-- Material for this task start --

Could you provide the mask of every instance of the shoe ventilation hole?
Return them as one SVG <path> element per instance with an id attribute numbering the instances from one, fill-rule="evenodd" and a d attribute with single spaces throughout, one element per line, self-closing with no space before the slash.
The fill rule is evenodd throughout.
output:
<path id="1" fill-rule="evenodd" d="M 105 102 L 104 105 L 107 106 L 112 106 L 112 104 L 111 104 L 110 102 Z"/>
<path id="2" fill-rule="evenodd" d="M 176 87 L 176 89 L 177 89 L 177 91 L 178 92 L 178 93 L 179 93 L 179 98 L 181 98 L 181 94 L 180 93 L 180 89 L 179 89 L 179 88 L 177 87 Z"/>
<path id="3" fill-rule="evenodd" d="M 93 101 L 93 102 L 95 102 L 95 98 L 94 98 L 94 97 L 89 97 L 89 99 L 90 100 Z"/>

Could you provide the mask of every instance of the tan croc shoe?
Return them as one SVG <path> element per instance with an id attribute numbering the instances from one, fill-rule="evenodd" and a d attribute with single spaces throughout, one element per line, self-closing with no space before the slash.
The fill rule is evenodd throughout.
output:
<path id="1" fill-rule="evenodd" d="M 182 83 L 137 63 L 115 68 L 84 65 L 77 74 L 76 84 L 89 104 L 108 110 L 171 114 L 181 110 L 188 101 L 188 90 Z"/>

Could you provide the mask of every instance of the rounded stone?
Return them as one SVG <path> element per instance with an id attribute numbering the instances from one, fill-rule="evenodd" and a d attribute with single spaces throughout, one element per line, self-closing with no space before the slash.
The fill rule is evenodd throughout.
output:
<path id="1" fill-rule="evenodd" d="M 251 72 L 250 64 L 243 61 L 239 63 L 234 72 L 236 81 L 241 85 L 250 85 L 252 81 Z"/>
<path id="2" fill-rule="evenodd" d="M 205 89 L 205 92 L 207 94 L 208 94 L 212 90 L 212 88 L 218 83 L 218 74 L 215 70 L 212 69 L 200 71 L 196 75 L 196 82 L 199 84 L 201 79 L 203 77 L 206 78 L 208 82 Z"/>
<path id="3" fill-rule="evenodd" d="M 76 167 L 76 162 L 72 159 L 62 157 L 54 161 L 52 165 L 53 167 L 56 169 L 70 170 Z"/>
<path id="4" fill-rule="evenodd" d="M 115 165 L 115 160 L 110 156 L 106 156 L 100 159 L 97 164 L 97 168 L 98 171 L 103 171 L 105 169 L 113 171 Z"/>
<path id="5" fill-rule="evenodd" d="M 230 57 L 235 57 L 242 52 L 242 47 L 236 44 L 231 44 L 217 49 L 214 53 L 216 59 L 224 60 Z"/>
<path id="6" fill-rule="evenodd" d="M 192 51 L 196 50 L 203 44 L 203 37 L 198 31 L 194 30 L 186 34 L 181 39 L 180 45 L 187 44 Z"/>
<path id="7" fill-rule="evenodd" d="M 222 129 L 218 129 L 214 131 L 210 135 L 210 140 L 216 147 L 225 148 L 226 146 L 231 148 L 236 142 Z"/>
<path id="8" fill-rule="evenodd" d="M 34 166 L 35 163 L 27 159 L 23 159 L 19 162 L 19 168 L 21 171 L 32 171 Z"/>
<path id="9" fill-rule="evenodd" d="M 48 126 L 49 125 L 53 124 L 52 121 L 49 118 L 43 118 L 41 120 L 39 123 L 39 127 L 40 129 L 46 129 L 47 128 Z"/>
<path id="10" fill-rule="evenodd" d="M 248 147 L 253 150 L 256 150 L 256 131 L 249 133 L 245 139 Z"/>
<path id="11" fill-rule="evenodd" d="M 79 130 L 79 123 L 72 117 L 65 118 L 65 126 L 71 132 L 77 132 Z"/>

-- Material for this task end --

Exercise goal:
Print the whole listing above again, word for word and line for line, without changing anything.

Answer to the exercise:
Could you provide the mask of every instance of the shoe ventilation hole?
Return them as one SVG <path> element per instance with an id attribute numbering the instances from one, fill-rule="evenodd" and a d attribute with single spaces throughout, one element per line, self-closing with no space before the slash.
The fill rule is evenodd throughout.
output:
<path id="1" fill-rule="evenodd" d="M 105 102 L 104 105 L 107 106 L 112 106 L 112 104 L 111 104 L 110 102 Z"/>
<path id="2" fill-rule="evenodd" d="M 176 87 L 176 89 L 177 89 L 177 91 L 178 92 L 178 93 L 179 93 L 179 98 L 181 98 L 181 94 L 180 93 L 180 89 L 179 89 L 179 88 L 177 87 Z"/>
<path id="3" fill-rule="evenodd" d="M 93 101 L 93 102 L 95 102 L 95 98 L 94 98 L 94 97 L 89 97 L 89 99 L 90 100 Z"/>

Could you provide the mask of every instance of the tan croc shoe?
Return them as one SVG <path> element per instance with an id attribute numbering the instances from one, fill-rule="evenodd" and a d attribute with single spaces throughout, one element per line, self-closing with no space before the slash.
The fill rule is evenodd throughout.
output:
<path id="1" fill-rule="evenodd" d="M 182 83 L 137 63 L 115 68 L 84 65 L 77 74 L 76 84 L 89 104 L 108 110 L 171 114 L 181 110 L 188 101 L 188 90 Z"/>

Could you provide the mask of every instance of the rounded stone?
Return them as one SVG <path> element per instance with an id attribute numbering the instances from one, fill-rule="evenodd" and a d attribute with single spaces throughout, one element per line, self-closing with no space before the slash.
The fill rule is evenodd throughout.
output:
<path id="1" fill-rule="evenodd" d="M 251 72 L 250 64 L 243 61 L 239 63 L 234 72 L 236 81 L 241 85 L 250 85 L 252 81 Z"/>
<path id="2" fill-rule="evenodd" d="M 205 89 L 205 92 L 207 94 L 208 94 L 212 90 L 212 88 L 218 83 L 218 74 L 215 70 L 212 69 L 200 71 L 196 75 L 196 82 L 199 84 L 201 79 L 203 77 L 206 78 L 208 82 Z"/>
<path id="3" fill-rule="evenodd" d="M 76 167 L 76 162 L 72 159 L 62 157 L 54 161 L 52 165 L 53 167 L 56 169 L 70 170 Z"/>
<path id="4" fill-rule="evenodd" d="M 115 165 L 115 160 L 110 156 L 106 156 L 100 159 L 97 164 L 97 168 L 98 171 L 103 171 L 105 169 L 113 171 Z"/>
<path id="5" fill-rule="evenodd" d="M 230 57 L 235 57 L 242 52 L 242 47 L 236 44 L 231 44 L 217 49 L 214 53 L 216 59 L 224 60 Z"/>
<path id="6" fill-rule="evenodd" d="M 192 51 L 196 50 L 203 44 L 203 37 L 198 31 L 194 30 L 186 34 L 181 39 L 180 45 L 187 44 Z"/>
<path id="7" fill-rule="evenodd" d="M 222 129 L 218 129 L 214 131 L 210 135 L 210 140 L 216 147 L 225 148 L 226 146 L 231 148 L 236 142 Z"/>
<path id="8" fill-rule="evenodd" d="M 34 166 L 35 163 L 27 159 L 23 159 L 19 162 L 19 168 L 21 171 L 32 171 Z"/>
<path id="9" fill-rule="evenodd" d="M 48 126 L 49 125 L 53 124 L 52 121 L 49 118 L 43 118 L 41 120 L 39 123 L 39 127 L 40 129 L 46 129 L 47 128 Z"/>
<path id="10" fill-rule="evenodd" d="M 248 147 L 253 150 L 256 150 L 256 131 L 249 133 L 245 139 Z"/>
<path id="11" fill-rule="evenodd" d="M 79 130 L 79 123 L 72 117 L 65 118 L 65 126 L 71 132 L 77 132 Z"/>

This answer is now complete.